>> begin Working data
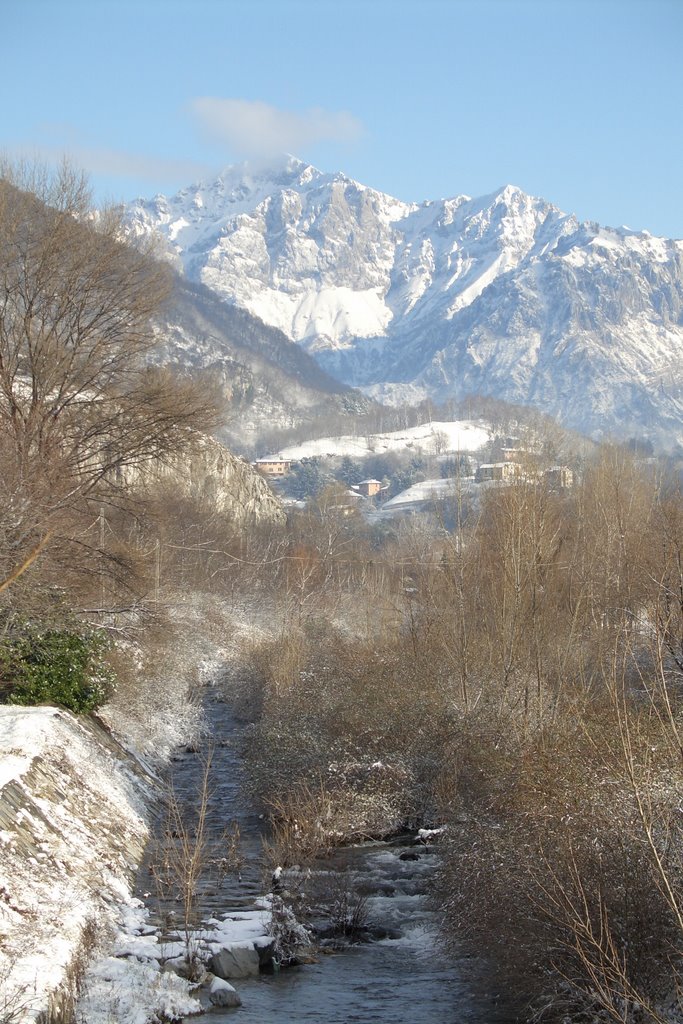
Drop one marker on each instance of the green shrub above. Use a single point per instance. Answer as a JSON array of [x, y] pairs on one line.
[[55, 667]]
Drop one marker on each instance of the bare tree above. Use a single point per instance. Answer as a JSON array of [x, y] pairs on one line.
[[79, 398]]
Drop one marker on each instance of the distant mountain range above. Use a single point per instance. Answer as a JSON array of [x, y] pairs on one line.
[[504, 295], [269, 382]]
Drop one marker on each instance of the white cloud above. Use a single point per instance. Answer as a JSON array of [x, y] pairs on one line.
[[252, 128], [114, 163]]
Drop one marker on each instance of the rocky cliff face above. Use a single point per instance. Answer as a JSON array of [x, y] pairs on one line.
[[72, 832], [214, 475], [504, 295]]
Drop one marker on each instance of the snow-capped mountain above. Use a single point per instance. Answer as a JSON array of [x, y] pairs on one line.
[[503, 295], [267, 381]]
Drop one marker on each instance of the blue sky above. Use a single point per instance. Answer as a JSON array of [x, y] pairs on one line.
[[577, 100]]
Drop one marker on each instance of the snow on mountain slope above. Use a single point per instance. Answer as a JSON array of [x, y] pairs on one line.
[[502, 295], [456, 435]]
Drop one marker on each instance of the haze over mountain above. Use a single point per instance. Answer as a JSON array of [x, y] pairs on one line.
[[269, 382], [503, 295]]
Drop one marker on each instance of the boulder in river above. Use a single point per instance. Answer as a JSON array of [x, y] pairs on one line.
[[235, 962], [221, 993]]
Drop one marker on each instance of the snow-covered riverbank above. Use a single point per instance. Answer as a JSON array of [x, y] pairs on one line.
[[73, 827]]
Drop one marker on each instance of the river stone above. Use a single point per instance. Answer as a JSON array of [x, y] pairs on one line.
[[235, 962], [221, 993]]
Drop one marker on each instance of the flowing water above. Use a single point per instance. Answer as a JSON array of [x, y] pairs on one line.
[[392, 980]]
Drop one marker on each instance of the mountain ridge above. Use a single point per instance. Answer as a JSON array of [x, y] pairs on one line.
[[504, 295]]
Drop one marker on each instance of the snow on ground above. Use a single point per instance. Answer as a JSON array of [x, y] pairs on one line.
[[423, 492], [72, 830], [441, 436]]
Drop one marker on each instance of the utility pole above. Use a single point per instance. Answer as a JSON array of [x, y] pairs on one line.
[[101, 557]]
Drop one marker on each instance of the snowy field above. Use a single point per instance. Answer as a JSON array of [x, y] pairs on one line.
[[438, 437]]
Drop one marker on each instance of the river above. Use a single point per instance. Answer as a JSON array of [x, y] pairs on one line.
[[390, 981]]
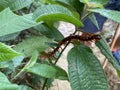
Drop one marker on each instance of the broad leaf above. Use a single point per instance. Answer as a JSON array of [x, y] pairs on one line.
[[23, 87], [19, 4], [31, 44], [52, 13], [48, 71], [5, 84], [7, 53], [94, 21], [9, 37], [3, 78], [17, 60], [29, 64], [14, 4], [105, 50], [111, 14], [95, 2], [11, 23], [32, 60], [85, 70], [5, 3], [50, 33]]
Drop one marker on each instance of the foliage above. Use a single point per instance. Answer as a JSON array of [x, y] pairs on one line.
[[30, 27]]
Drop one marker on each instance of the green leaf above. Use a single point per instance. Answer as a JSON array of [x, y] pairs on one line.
[[48, 71], [24, 87], [5, 84], [14, 4], [7, 53], [111, 14], [105, 50], [93, 19], [95, 2], [85, 70], [9, 37], [12, 23], [32, 60], [3, 78], [52, 13], [31, 44], [19, 4], [50, 33], [29, 64], [5, 3], [17, 60]]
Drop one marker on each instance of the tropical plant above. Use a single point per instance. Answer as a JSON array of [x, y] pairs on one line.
[[28, 28]]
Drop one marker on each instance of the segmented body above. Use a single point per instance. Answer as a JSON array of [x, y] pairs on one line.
[[76, 37]]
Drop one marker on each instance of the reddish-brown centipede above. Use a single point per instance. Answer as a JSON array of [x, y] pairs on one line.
[[70, 38]]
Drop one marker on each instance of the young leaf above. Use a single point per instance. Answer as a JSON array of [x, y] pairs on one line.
[[111, 14], [48, 71], [31, 44], [85, 70], [7, 53], [11, 23], [51, 13], [105, 50], [19, 4], [53, 33]]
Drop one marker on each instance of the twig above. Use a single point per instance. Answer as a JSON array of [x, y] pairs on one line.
[[116, 35]]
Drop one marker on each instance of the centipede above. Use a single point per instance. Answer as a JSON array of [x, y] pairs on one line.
[[89, 37]]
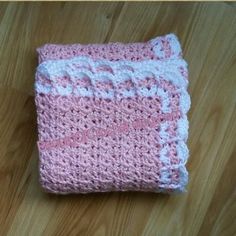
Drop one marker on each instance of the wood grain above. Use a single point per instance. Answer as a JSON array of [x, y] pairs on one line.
[[208, 34]]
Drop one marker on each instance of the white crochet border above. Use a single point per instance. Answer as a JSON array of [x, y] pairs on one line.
[[54, 68]]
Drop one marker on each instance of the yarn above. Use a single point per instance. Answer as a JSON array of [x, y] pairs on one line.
[[94, 89]]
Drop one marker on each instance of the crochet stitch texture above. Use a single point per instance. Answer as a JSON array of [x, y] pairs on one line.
[[113, 117]]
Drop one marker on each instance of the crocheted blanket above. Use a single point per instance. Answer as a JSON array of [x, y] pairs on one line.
[[113, 117]]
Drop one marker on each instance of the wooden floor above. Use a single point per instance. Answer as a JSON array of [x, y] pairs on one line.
[[208, 35]]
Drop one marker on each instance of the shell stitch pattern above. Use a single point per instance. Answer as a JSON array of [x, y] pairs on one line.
[[113, 117]]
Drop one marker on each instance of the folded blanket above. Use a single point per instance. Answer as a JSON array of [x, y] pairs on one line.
[[113, 117]]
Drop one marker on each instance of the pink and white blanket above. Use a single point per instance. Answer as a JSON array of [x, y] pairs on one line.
[[113, 117]]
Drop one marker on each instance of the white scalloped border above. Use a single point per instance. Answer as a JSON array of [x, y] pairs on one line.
[[54, 68]]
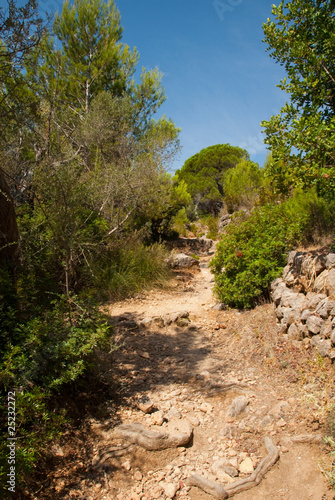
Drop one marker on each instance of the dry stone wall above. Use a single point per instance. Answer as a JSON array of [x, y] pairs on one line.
[[304, 298]]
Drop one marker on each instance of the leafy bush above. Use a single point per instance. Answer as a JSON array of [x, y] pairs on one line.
[[180, 222], [242, 185], [130, 268], [211, 223], [253, 252], [44, 347]]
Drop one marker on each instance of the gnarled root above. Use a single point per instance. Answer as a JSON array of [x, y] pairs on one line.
[[307, 438], [111, 452], [150, 440], [210, 487], [217, 491]]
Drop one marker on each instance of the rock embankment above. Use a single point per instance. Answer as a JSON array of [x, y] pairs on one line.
[[304, 298]]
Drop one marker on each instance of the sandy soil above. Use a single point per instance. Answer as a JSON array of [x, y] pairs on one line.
[[185, 367]]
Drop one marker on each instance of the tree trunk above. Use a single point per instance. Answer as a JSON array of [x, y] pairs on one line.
[[9, 233]]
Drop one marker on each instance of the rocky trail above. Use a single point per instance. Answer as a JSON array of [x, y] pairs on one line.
[[225, 379]]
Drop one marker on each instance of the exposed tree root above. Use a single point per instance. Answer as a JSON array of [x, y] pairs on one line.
[[217, 491], [307, 438], [150, 440], [210, 487], [113, 452]]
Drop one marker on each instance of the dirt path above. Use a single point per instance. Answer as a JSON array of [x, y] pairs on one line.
[[193, 366]]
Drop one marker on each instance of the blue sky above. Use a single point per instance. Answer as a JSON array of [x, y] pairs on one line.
[[219, 80]]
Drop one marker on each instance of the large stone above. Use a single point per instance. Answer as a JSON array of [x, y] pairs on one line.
[[324, 308], [288, 275], [276, 283], [288, 297], [300, 303], [238, 405], [326, 328], [289, 316], [246, 467], [314, 299], [145, 404], [306, 314], [320, 282], [314, 324], [278, 292], [322, 345], [291, 256], [181, 260], [294, 333], [330, 260], [330, 283], [280, 311], [223, 465], [171, 489]]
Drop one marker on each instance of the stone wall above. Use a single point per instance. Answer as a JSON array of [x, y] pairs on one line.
[[304, 299]]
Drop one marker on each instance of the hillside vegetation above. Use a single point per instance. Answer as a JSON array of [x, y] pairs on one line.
[[86, 200]]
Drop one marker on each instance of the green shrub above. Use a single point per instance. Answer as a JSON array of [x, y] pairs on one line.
[[130, 268], [212, 224], [43, 349], [180, 222], [242, 185], [253, 252]]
>> end Working data
§ **Written exercise**
Copy out the items word for word, starting with the line that contains "Drop one marker on each instance of the exposed" and continuing through the last line of the items.

§ **Correct response**
Drop one marker on each instance of the exposed tree root above. Use a single point per instance. Answer as a JSON array of [x, y] pairs on one line.
[[217, 491], [307, 438], [150, 440], [210, 487], [113, 452]]
Drop one marker on each instance of the dirt path above. Use a single point per instance. Answer as a JSON array of [x, y] pairs on one line.
[[193, 366]]
Drop one marker on each instance of the blue sky above. Use a single point per instance. Answer as a JSON array of [x, y] pairs on one line.
[[219, 80]]
Drop one marker on each instance of the large stone above. Use a single point per instance. Answer as a JSON array of [x, y] pairs on one line.
[[324, 308], [288, 275], [276, 283], [288, 297], [300, 303], [238, 405], [326, 328], [289, 316], [246, 467], [314, 299], [145, 404], [306, 314], [320, 282], [314, 324], [278, 292], [322, 345], [291, 256], [181, 260], [294, 333], [330, 260], [330, 283], [280, 311], [223, 465], [171, 489]]
Drop one marker on each instance of the stone wall above. Use a single point per instance. Answer as a JSON array of [x, y] pairs on one line.
[[304, 299]]
Drop one marker on each instance of the hillside vegetation above. Use a single point per instance. Answer as a JSON array of [x, y] pairs on one line.
[[86, 200]]
Drop one marker on each instance of the green shrub above. Use a single point per instance. Answer as a JSON array of [x, y] pairs on one line.
[[130, 268], [212, 224], [43, 349], [180, 222], [242, 185], [253, 252]]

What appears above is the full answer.